§ STATED PROBLEM:
Reproduce every one of the entries below word for word and in the same order.
**** INPUT MATERIAL
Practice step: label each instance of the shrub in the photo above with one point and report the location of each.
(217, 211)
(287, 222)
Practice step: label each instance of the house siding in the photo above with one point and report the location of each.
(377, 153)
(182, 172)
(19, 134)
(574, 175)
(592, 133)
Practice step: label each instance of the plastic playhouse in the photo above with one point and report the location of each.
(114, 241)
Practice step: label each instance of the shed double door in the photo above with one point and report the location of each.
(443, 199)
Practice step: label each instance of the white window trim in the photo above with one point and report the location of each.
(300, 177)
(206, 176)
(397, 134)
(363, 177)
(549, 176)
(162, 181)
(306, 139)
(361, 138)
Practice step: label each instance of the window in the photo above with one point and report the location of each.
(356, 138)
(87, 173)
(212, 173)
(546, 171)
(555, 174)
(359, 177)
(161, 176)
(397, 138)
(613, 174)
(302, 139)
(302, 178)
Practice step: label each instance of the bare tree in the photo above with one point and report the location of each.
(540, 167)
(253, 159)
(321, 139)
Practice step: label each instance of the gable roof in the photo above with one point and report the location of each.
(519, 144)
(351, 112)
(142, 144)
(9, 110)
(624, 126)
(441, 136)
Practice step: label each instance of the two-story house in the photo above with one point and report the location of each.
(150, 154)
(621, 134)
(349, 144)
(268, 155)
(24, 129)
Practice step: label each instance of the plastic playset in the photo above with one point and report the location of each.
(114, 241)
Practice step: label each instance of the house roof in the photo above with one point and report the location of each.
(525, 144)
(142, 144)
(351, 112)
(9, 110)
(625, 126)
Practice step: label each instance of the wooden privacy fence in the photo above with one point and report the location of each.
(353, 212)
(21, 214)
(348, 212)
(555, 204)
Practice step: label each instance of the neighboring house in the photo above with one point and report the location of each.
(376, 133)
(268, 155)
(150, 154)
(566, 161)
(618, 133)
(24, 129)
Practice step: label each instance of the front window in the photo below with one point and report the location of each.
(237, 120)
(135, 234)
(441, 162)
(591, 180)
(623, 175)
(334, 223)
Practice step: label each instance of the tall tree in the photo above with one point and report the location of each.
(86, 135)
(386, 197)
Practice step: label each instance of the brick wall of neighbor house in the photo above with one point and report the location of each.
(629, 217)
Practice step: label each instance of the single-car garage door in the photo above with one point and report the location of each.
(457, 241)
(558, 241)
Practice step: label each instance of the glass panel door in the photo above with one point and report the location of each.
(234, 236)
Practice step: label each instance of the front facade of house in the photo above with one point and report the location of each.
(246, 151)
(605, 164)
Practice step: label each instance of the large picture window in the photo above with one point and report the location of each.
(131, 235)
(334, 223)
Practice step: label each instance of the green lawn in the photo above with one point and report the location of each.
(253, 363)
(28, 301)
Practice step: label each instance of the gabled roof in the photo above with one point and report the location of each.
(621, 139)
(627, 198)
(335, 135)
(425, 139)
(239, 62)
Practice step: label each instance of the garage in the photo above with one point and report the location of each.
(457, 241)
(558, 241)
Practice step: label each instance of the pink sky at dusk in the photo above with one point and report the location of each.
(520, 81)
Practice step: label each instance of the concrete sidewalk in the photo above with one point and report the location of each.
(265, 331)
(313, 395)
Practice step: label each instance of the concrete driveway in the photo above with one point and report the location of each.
********
§ THE ANSWER:
Practice step: label each instance of the shrub in the photo above with one point and report the location of each.
(217, 211)
(287, 222)
Practice step: label each instance of the house siding in the photo above with one point and report the location of each.
(377, 153)
(182, 172)
(19, 134)
(574, 175)
(592, 133)
Practice step: label each instance of the plastic playhouse in the photo above with one point and report the location of each.
(114, 241)
Practice step: label each instance of the shed double door in the photo above with one point and report the location of each.
(443, 199)
Practice step: label each instance of the white window trim in the photo above with one point and report the location of each.
(300, 177)
(206, 176)
(397, 134)
(363, 177)
(549, 176)
(162, 181)
(306, 139)
(361, 138)
Practice step: label each instance of the window in the photo above with one point and report the location of each.
(356, 138)
(87, 173)
(212, 173)
(546, 171)
(555, 174)
(359, 177)
(161, 176)
(397, 138)
(613, 174)
(302, 139)
(302, 178)
Practice step: label each instance of the bare tree in the photo above with one point and report the location of each.
(540, 167)
(253, 159)
(321, 139)
Practice step: label each instance of the gable roof in the photo above with one point and report the location of each.
(519, 144)
(351, 112)
(142, 144)
(9, 110)
(624, 126)
(441, 136)
Practice step: label each instance of the two-story house in the photo above with one point and report the location of each.
(150, 154)
(621, 134)
(349, 144)
(268, 155)
(24, 129)
Practice step: label each instance of the plastic playset in the photo above with one point and report the location of each.
(114, 241)
Practice step: label each instance of the house roof in the photo above with one point and report the location of each.
(525, 144)
(142, 144)
(351, 112)
(9, 110)
(625, 126)
Practice step: label each instance of the wooden privacy fence in the photo above with one point and report the location of each.
(353, 212)
(21, 214)
(348, 212)
(555, 204)
Practice step: label each instance of the neighboring house in the photo above with one point and report the location of each.
(376, 133)
(268, 155)
(150, 154)
(566, 161)
(618, 133)
(24, 129)
Practice step: label each instance of the front window in the photo below with one point and report the location of each.
(237, 120)
(135, 234)
(441, 162)
(591, 180)
(623, 175)
(334, 223)
Practice step: label each instance of the tall tree in the photo above with one point and report the location of each.
(86, 135)
(386, 197)
Practice step: label each instance of the brick wall of neighbor house in the photo above with one point and report the location of each.
(629, 217)
Practice step: label each instance of the single-car garage door in the photo above with one point and report the location of each.
(457, 241)
(558, 241)
Practice step: label each instance of the glass panel door in the photo above with one point and report the location of each.
(234, 236)
Practice step: label each instance of the front facade of house in the photo above with one point and report the location of each.
(246, 151)
(605, 164)
Practice step: label each instance of the large picture window in the photo above with one point and report the location of each.
(131, 235)
(334, 223)
Practice step: label each instance of the green lawn in the photo above with one point and report the location of each.
(253, 363)
(28, 301)
Practice step: label each instance of the gabled roof in the photo above with one point and report the location of each.
(621, 139)
(627, 198)
(335, 135)
(425, 139)
(239, 62)
Practice step: label each instance of the garage in the photo above with one point and report the location of each.
(457, 241)
(558, 241)
Practice step: label each instance of the pink sky at dusk in the photo above with one point and report the location of each.
(520, 81)
Practice step: label each instance of the concrete sidewalk in the photo above with one point and report the location of each.
(265, 331)
(313, 395)
Practice step: label each instance of the concrete driveway in the photo above with one point and report the location of each.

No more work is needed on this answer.